(Records from a point-labeling set)

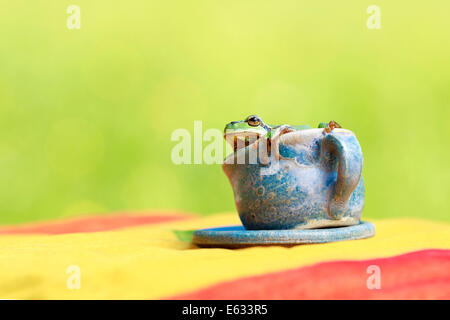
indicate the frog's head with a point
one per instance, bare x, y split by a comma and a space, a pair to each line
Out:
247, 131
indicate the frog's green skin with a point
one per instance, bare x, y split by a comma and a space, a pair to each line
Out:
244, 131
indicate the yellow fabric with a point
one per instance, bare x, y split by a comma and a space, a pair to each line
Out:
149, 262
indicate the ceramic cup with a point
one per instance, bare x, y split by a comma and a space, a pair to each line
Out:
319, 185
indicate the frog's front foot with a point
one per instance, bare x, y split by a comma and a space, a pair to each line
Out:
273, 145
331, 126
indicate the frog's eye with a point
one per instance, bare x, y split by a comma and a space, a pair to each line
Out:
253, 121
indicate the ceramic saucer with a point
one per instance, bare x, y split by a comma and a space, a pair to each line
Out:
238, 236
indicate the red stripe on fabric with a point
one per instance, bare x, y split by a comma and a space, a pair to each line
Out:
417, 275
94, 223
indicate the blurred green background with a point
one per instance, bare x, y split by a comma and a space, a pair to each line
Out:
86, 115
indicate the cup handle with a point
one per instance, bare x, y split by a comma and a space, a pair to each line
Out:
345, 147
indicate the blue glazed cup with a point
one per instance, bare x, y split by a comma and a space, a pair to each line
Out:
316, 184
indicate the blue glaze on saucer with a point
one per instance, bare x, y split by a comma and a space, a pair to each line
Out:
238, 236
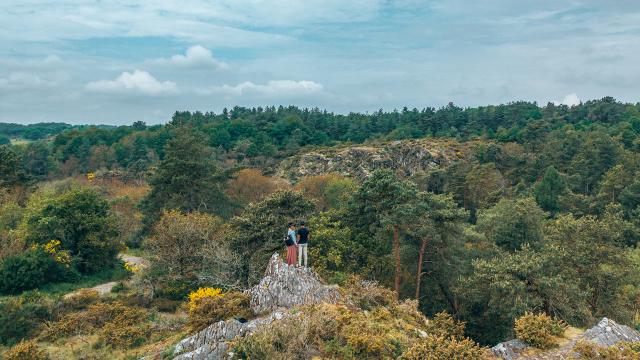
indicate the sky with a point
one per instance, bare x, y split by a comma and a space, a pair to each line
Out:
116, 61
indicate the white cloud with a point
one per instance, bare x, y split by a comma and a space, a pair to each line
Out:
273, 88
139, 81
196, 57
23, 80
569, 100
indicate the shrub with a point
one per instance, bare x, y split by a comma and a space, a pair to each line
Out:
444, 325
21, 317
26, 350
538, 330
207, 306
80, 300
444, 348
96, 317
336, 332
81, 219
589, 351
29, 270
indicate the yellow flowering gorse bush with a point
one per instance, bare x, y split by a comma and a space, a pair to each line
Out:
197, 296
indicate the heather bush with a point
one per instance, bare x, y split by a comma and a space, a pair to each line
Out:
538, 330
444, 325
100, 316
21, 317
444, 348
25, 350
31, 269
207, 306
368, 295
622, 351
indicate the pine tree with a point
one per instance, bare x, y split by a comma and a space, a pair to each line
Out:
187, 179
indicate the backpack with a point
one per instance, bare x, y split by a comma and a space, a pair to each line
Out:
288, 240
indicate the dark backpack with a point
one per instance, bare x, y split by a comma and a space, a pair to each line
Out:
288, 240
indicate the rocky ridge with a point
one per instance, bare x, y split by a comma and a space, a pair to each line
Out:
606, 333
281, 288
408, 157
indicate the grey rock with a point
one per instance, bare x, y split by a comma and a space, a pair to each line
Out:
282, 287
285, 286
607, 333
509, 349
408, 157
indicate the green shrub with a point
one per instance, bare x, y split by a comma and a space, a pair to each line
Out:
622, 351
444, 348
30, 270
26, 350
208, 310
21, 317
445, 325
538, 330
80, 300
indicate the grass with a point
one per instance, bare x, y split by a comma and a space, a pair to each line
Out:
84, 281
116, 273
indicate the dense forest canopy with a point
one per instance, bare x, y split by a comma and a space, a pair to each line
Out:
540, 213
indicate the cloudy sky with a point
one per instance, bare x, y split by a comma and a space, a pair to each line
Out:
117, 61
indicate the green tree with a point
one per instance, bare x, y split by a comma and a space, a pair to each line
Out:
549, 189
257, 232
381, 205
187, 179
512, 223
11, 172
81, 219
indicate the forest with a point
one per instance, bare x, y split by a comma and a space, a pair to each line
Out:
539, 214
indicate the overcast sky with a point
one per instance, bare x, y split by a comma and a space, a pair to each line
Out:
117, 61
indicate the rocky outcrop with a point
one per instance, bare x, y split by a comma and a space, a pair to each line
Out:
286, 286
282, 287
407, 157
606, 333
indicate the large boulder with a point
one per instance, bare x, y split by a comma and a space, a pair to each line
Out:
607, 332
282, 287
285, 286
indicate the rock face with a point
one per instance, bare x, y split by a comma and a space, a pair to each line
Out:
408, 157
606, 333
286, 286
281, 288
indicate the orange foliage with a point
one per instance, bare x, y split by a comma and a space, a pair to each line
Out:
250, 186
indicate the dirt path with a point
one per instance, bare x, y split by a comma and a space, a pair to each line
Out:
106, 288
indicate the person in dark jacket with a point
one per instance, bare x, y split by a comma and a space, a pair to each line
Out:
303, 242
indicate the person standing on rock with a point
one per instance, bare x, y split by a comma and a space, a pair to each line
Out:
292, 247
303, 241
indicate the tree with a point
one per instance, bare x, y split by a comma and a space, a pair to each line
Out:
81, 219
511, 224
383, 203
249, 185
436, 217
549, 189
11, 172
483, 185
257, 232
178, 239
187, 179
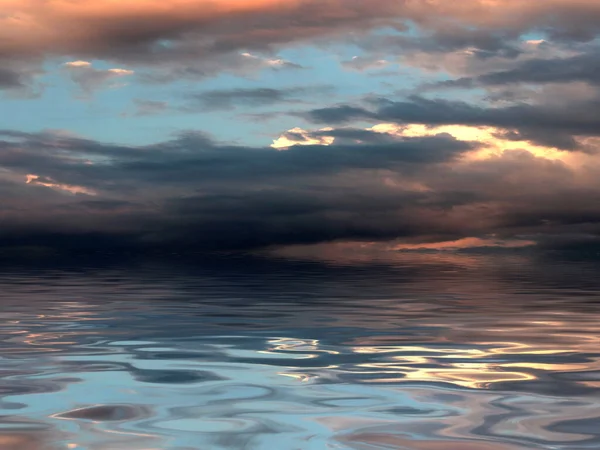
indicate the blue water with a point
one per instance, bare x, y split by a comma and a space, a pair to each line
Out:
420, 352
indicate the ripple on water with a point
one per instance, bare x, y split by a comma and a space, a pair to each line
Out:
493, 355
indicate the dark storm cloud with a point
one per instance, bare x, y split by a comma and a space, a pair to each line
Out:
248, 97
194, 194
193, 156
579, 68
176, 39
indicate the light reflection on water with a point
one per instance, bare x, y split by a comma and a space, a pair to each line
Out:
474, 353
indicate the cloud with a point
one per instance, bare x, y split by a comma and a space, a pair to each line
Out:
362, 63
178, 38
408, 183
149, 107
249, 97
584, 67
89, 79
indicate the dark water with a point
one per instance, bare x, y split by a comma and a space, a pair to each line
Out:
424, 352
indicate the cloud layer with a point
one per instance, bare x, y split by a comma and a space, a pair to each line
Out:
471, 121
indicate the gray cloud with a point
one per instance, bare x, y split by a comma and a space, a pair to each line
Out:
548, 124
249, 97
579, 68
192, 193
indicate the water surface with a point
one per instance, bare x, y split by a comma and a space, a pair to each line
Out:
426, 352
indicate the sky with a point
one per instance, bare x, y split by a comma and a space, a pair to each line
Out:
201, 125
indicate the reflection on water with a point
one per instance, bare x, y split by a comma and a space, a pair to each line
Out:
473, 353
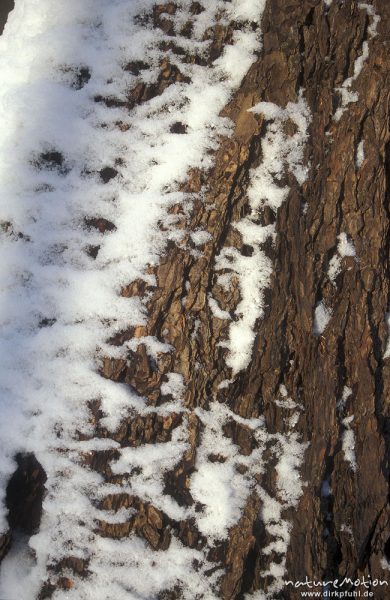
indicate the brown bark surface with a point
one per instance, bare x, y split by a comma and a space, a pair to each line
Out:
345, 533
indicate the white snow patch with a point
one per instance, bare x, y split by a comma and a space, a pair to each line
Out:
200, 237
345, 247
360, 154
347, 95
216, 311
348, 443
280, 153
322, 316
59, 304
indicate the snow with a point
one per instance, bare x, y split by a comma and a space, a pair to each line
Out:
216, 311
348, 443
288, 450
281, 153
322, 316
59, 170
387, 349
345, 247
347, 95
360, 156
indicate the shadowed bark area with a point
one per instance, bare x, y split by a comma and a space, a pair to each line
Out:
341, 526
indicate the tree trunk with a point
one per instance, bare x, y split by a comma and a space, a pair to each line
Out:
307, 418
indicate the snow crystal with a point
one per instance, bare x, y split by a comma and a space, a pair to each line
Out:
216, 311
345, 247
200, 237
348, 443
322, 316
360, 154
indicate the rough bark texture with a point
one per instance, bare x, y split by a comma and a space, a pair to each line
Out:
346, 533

==

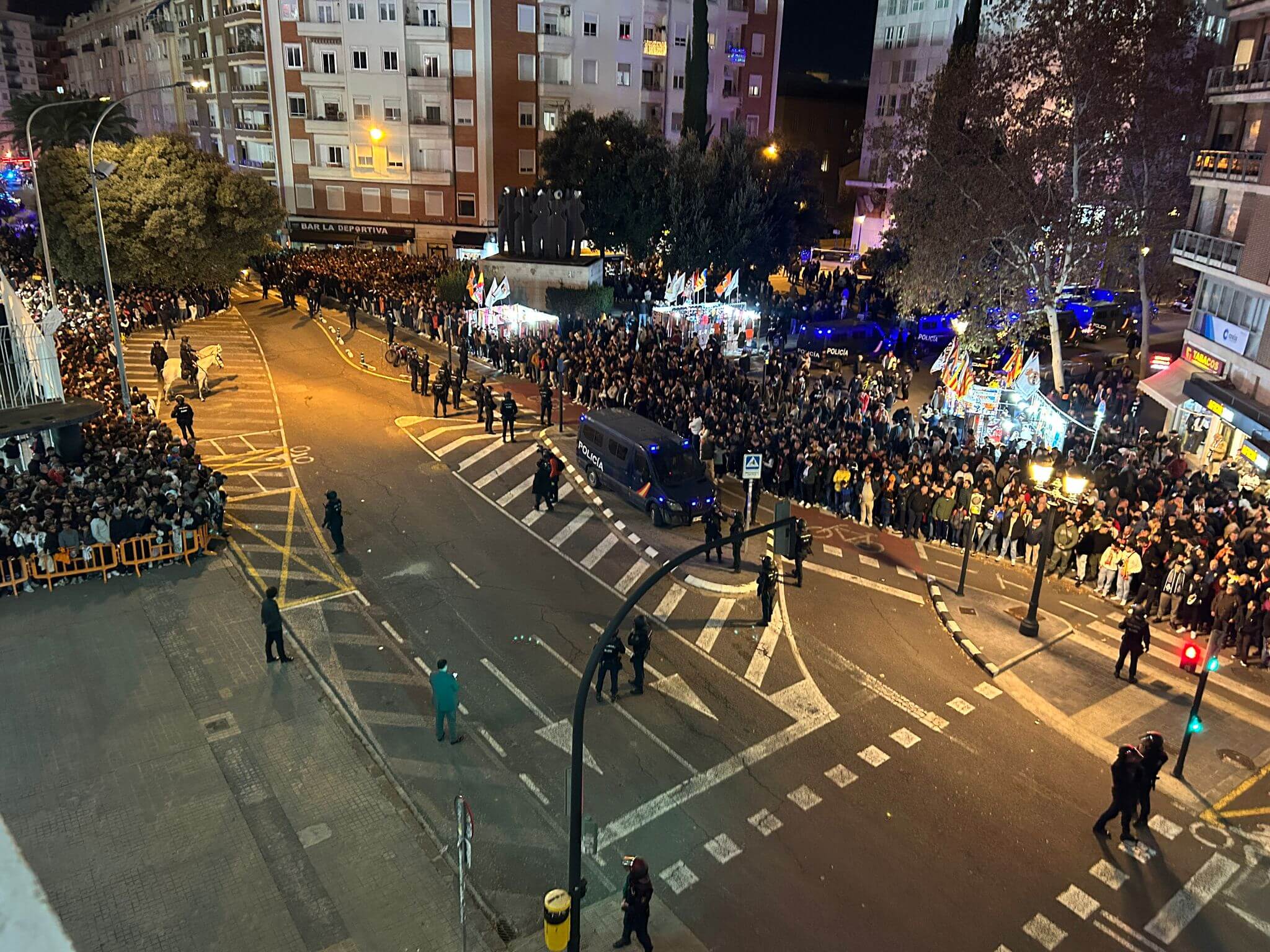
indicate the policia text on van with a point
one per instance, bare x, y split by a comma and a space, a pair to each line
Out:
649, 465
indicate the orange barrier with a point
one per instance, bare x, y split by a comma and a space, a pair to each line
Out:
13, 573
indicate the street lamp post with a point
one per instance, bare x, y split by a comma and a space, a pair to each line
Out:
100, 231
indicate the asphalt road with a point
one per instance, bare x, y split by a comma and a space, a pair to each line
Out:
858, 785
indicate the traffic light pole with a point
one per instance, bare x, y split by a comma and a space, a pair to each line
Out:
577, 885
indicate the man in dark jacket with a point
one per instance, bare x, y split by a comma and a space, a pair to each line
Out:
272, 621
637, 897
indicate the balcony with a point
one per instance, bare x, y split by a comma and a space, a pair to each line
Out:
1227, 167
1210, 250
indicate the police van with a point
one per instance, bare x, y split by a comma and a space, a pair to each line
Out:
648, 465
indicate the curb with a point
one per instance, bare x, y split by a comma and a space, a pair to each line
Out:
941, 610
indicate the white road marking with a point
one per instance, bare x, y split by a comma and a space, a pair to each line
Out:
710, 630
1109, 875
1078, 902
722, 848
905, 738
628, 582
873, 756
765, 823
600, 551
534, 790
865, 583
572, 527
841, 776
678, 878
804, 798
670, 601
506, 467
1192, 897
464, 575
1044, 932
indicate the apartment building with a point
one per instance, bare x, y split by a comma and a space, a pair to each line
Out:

▶ [Instructions for the task] Please pick out each line in the records above that contains the word "water" and copy those lines.

▶ [Task result]
indicate the blue water with a point
indicate the ripple on water with a point
indicate the light reflection on water with a point
indicate the dark water with a point
indicate the water surface with a point
indicate the reflection on water with a point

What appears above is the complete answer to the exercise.